Instructions to follow: Copy every item below word for word, leaving out the pictures.

Raw data:
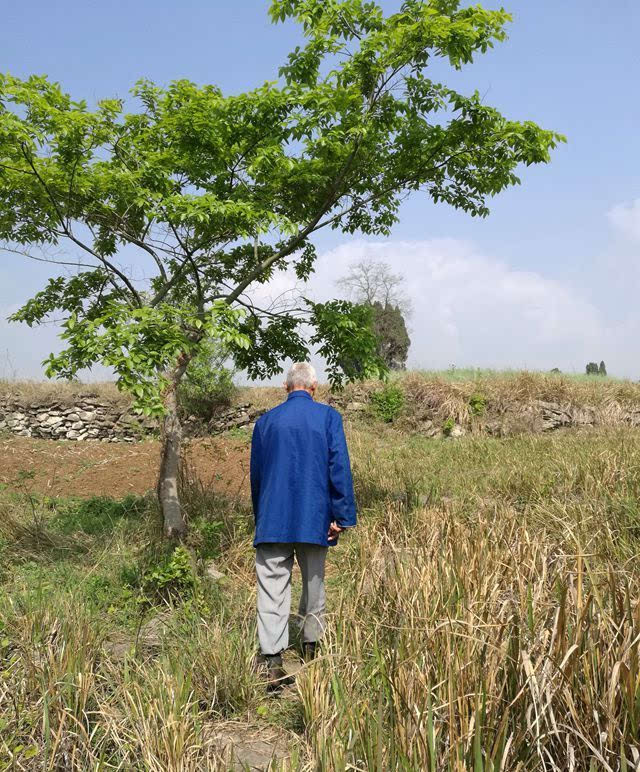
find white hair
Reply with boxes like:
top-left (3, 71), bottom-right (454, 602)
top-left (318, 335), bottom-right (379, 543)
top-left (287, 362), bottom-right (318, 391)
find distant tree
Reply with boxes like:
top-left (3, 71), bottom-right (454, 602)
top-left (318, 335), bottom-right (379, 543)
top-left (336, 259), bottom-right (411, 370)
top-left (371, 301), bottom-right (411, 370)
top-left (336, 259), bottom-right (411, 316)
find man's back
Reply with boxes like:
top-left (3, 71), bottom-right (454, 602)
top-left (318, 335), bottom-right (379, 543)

Output of the task:
find white hair
Reply with boxes like:
top-left (3, 71), bottom-right (454, 602)
top-left (318, 335), bottom-right (379, 543)
top-left (287, 362), bottom-right (318, 391)
find distant tree
Reply with boxes like:
top-left (3, 71), bottom-right (454, 602)
top-left (318, 335), bottom-right (379, 543)
top-left (336, 259), bottom-right (411, 370)
top-left (371, 301), bottom-right (411, 370)
top-left (336, 259), bottom-right (411, 316)
find man's back
Reply with boxes like:
top-left (3, 71), bottom-right (454, 602)
top-left (318, 335), bottom-right (379, 543)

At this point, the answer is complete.